Extract provided:

In accordance with the preferred embodiments of the present invention, the Vent Mode occurs when the valve 36 is configured in its normal or deenergized configuration (during which the gas discharge line 26c is isolated from the bypass vent line 40 and in fluid communication with the intake line 42, as discussed above) and the valve 58 is configured in its normal or deenergized configuration (during which the exhaust line 56 is isolated from the recycle line 64 and in fluid communication with the vent line 62, as discussed above). In accordance with the preferred embodiments, when in the Vent Mode, a differential pressure exists between the downstream terminus of the gas discharge line 26c and the downstream terminus of the vent line 62 by virtue of the operational characteristics of the purge system 20. Hence, during the Vent Mode non-condensable gases discharged from the purge system 20 pass into the upper end of the internal tube 48 and are expelled from the lower end of the internal tube 48, whereby the gases flow upward through the adsorbent material 50. The adsorbent material 50 preferably functions to adsorb a substantial portion of the refrigerant entrained in the non-condensable gases and allow the non-condensable gases to flow out of the canister 44 and vent to the atmosphere by way of the vent line 62. It is preferable for the refrigeration system 10 and the purge system 20 to be operating in a manner such that the purge system 20 is only periodically required to discharge gases into the purge supplement 34. However, the purge supplement 34 is preferably capable of functioning and reducing the amount of refrigerant discharged to the atmosphere even when the refrigeration system 10 and purge system 20 are operating in a manner which results in the frequent or constant discharging of gases from the purge system 20.

While the purge supplement 34 discharges into and through the canister 44 during the Vent Mode, the amount of refrigerant that is adsorbed/accumulated by the adsorbent material 50 increases. In accordance with the preferred embodiment of the present invention, once a certain amount of refrigerant has been adsorbed/accumulated by the adsorbent material 50, the purge supplement 34 preferably automatically reconfigures to operate in the Recycle Mode. The predetermined amount is preferably less than an amount that would substantially diminish the capacity of the adsorbent material 50 for separating refrigerant from non-condensable gases, whereby the predetermined amount is less than an amount that would saturate the adsorbent material. When the purge supplement 34 reconfigures to operate in the Recycle Mode, the valve 36 is energized (whereby the gas discharge line 26c is in fluid communication with the bypass vent line 40 and is isolated from the intake line 42) and the valve 58 is, after a time delay, energized (whereby the exhaust line 56 is in fluid communication with the recycle line 64 and is isolated from the vent line 62). Thus, in the Recycle Mode the canister chamber 46 is isolated from the purge system 20; and after a time delay the canister chamber 46 is isolated from atmosphere and placed in fluid communication with the evaporator 14.

Entries:

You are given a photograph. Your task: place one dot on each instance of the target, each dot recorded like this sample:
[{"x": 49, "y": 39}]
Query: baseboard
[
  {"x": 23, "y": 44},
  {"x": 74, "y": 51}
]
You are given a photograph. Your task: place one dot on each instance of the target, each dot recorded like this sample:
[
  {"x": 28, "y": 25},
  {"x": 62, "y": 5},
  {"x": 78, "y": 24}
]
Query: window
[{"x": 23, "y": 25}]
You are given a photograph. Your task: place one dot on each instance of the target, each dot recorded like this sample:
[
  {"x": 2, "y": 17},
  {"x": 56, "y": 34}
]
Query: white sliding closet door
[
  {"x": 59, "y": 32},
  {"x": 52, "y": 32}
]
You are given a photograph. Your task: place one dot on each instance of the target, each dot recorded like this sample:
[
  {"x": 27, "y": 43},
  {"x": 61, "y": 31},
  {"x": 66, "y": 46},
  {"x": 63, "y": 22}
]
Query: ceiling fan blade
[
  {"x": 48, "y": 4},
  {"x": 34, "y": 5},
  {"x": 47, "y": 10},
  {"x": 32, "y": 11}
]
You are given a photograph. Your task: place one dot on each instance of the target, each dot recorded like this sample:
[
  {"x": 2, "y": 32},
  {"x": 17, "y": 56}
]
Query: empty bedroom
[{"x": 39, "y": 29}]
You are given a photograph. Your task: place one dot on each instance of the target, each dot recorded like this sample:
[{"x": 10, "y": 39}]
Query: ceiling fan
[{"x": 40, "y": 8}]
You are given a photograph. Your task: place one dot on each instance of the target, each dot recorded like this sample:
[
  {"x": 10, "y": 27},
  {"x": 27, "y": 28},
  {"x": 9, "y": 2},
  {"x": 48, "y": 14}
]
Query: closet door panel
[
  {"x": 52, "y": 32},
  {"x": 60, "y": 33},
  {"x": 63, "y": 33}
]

Task statement:
Continue the patent description of the refrigerant purge supplement above, starting after its last sentence.

Output below:
In accordance with the preferred embodiments of the present invention, the evaporator 14 defines a pressure therein that is less than the pressure that is defined within the canister chamber 46 during the Vent Mode, whereby during the Recycle Mode the relatively low pressure of evaporator 14 functions to draw refrigerant out of the adsorbent material 50 and back into the refrigeration system 10. In accordance with the preferred embodiments of the present invention, the evaporator 14 defines a pressure that is below atmospheric pressure and is approximately fourteen to sixteen inches of mercury, and that pressure of the evaporator 14 functions to very effectively draw refrigerant out of the adsorbent material 50. Thus, it is preferable not to employ a vacuum pump or the like in the recycle line 64. In accordance with the preferred embodiments of the present invention the drawing of refrigerant out of the adsorbent material 50 and back into the refrigerant system 10 is enhanced by the heater 52 which functions to heat the adsorbent material 50 during the Recycle Mode. It is realized that some moisture might tend to pass through the purge supplement 34 and be drawn back into the evaporator 14 by way of the recycle line 64. However, the refrigerant dryer 65 seeks to remove any such moisture from refrigerant passing through the recycle line 64.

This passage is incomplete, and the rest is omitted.